[Task]
Extract every line of the material below and reproduce it faithfully.

[Excerpted data]
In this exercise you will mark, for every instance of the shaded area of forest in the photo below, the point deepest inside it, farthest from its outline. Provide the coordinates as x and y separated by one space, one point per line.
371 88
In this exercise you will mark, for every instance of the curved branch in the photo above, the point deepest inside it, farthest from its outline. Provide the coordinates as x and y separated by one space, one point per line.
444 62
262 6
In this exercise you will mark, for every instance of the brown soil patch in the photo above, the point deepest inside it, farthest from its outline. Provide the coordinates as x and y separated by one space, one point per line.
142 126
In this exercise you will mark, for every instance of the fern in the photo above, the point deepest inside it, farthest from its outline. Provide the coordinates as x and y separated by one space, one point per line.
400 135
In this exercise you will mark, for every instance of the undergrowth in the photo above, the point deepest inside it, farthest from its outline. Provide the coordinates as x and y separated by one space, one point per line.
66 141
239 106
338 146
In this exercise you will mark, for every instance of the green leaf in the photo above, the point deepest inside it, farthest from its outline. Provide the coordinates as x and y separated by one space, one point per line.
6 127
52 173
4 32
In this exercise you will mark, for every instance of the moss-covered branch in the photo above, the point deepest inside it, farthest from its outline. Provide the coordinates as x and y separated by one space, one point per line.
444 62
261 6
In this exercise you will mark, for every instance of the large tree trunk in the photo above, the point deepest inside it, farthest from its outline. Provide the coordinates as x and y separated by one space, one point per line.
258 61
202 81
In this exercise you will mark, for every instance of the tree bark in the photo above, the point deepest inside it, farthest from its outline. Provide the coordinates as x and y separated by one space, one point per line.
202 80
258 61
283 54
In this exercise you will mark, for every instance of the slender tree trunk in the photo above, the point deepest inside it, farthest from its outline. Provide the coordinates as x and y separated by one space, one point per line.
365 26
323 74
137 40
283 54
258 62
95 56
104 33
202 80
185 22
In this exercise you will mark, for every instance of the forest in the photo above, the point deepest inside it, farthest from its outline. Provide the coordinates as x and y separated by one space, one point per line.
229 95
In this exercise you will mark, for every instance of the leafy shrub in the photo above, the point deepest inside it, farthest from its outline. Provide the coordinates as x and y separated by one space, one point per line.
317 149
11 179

[Correct result]
In this exercise you will mark, for every instance of the shaded area of forest in the photo below, the point deepest inside it, farthest from its outline. Provide the coordinates as x and y separated by one space, one point per line.
371 88
In this exercise you will mark, for every instance of the curved branch in the photo above, the point deepest inside it, farthest from its outline. Provide the coordinates as x and y separated by one space, one point per line.
444 62
262 6
In this exercise you will mark, for every instance of the brown soil patch in the photo above, the point deepest inside it, farthest from its outline. Provide the coordinates as x and y separated by one space, one point per line.
142 126
In this exercise you will mark, for every instance of the fern in the photo above, the point deepest inside it, farthest from its outline. Provide the coordinates as x and y separated by one space, one point per line.
400 135
In this exercise you will mark, for every instance of the undergrowth in the photo above, the point deepest inside it, farthest from its outline. Provide the coordinates as x and y separated by one space, one point per line.
66 141
239 106
338 146
In this exercise you will mark, for every instance of the green leaf in the photo above, the point deepest inside it, farthest from its outline. Provide the coordinates as x and y separated by one space, one point per line.
6 127
52 173
4 32
In this exercise you will mark, for every instance of the moss-covered branch in the photo above, the point deepest inside it, farthest from its outline. Provide the coordinates as x and y separated by one space, one point per line.
444 62
261 6
In this exercise you will mark, for every instance of the large tree trunk in the photo above, the point deepest inside it, farthest from its outline. Provide the coordinates as x and y separated by one space, one point per line.
258 61
202 81
In this exercise you will mark, for every instance of the tree bark in the photo above, the point deepest inside it, farthest from its outline. Provide the coordinates as x and y separated by one space, one point per line.
202 80
258 61
283 54
In this exercise you will mark, for every instance of the slender tree trunk in the photo above, the point deepest inside it, farthest from its outline. Provide the coordinates as x and y separated by one space, one point per line.
365 26
323 74
137 40
283 54
258 62
95 56
104 33
202 80
185 22
In this exercise you will mark, for every instance of the forest in the photo above, the point deepest inside it, farthest from its outline. Provide the coordinates as x and y separated by one space, one point per line.
229 95
In this exercise you will mark, for every instance of the leafy shrub in the photo above, the point deepest inside it, farthest from its outline. Provide the coordinates as x and y separated by one space, one point per line.
317 149
11 179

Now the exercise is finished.